# Page extract
^^^^^^^^
Josiah Gray (SP – WSH)

Earlier this week, I experienced a bit of FOMO after Josiah Gray’s start against the Blue Jays. Gray tossed a quality start after allowing five hits, two earned runs, and one walk with four strikeouts. Although that may not wow us, the reason why we should want to buy into Gray rather than sell involves his two filthy-breaking pitches. 

buy or sell
Josiah Gray vs. Blue Jays

Josiah Gray finished with a 33% whiff rate and 30% CSW% overall. Meanwhile, Gray’s slider elicited a 63% whiff rate and 43% CSW%, and the curveball resulted in a 60% whiff rate and 50% CSW%. However, home runs remain an issue given the high flyball rate for Gray. Overall, we’re working with a small sample, but let’s see what’s going on with Josiah Gray.

Season-Long Results for Gray

In 30 innings pitched, Josiah Gray boasts a 3.90 ERA, 1.17 WHIP, 28% strikeout rate, and 8% walk rate. But, it’s unsustainable for Gray to hold up a .206 BABIP allowed and 100% LOB%. Gray’s 24.4% HR/FB% and 3.30 HR/9 worry us as a flyball pitcher with a 60.8% flyball rate and 24.3% ground ball rate. 

Gray’s 16.9% swinging-strike rate can make up for the home runs if he limits it to solo home runs. Although, it’s likely that Gray’s ratio regress given the BABIP and LOB%. Gray’s 6.71 FIP, 4.60 xFIP, and 3.87 xERA give us a range of outcomes that leans towards his ERA jumping with natural regression.

Pitch Mix & Results

Josiah Gray primarily uses the four-seamer, and two breaking pitches (curveball and slider) with a changeup used 2.9% of the time. As noted earlier, both of Gray’s breaking pitches whiff a ton of bats while limiting contact. Meanwhile’s Gray’s four-seamer boasts 3.1 inches more vertical movement than the average four-seamer, which looks like his best pitch movement-wise. 

buy or sell
Josiah Gray Pitch Mix & Results

Even Gray’s 10.4% swinging-strike rate on the four-seamer looks solid. Let’s see if Gray can keep the home runs in check, but the two nasty breaking pitches will help sustain the whiff rates. 

Should We Buy or Sell Gray?

In 12-15 team redraft leagues, fantasy managers should buy rather than sell (partly) what’s going on with Josiah Gray. The home run rate paired with a high fly ball rate concerns us a bit. Granted, the crazy outlier BABIP allowed and LOB% will regress as we cue in John Means from earlier this season. 

From April to June 5, John Means boasted a 2.25 ERA, 0.83 WHIP, 25.7% strikeout rate, and 4.9% walk rate in 71 innings pitched. However, Means’ .192 BABIP allowed and 100% LOB% looked unsustainable. Since returning from the injured list on July 20, Means has a 6.10 ERA, 1.42 WHIP, 17.7% strikeout rate, and 2.8% walk rate with a .310 BABIP and 64% LOB% in 31 innings pitched. We’re noting all that because Josiah Gray’s ratios will likely regress, but maybe he can keep the strikeout rate up with the two breaking pitches. 

In dynasty formats, attempt to buy high on Josiah Gray rather than sell since the Nationals will likely have him as a staple in their future rotation. As a former top prospect with above-average stuff plus solid command and control, Gray is an ideal starting pitcher target.
^^^^^^^^
# Source excerpt
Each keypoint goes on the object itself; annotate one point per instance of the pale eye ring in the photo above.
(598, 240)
^^^^^^^^
# Direction A
According to the Josiah Gray piece, what is the pitcher's swinging-strike rate on the four-seamer?
# Direction B
Please repeat the Josiah Gray piece word for word, everything from "From April to" down to "two breaking pitches.".

# Complete response A
10.4%

# Complete response B
From April to June 5, John Means boasted a 2.25 ERA, 0.83 WHIP, 25.7% strikeout rate, and 4.9% walk rate in 71 innings pitched. However, Means’ .192 BABIP allowed and 100% LOB% looked unsustainable. Since returning from the injured list on July 20, Means has a 6.10 ERA, 1.42 WHIP, 17.7% strikeout rate, and 2.8% walk rate with a .310 BABIP and 64% LOB% in 31 innings pitched. We’re noting all that because Josiah Gray’s ratios will likely regress, but maybe he can keep the strikeout rate up with the two breaking pitches.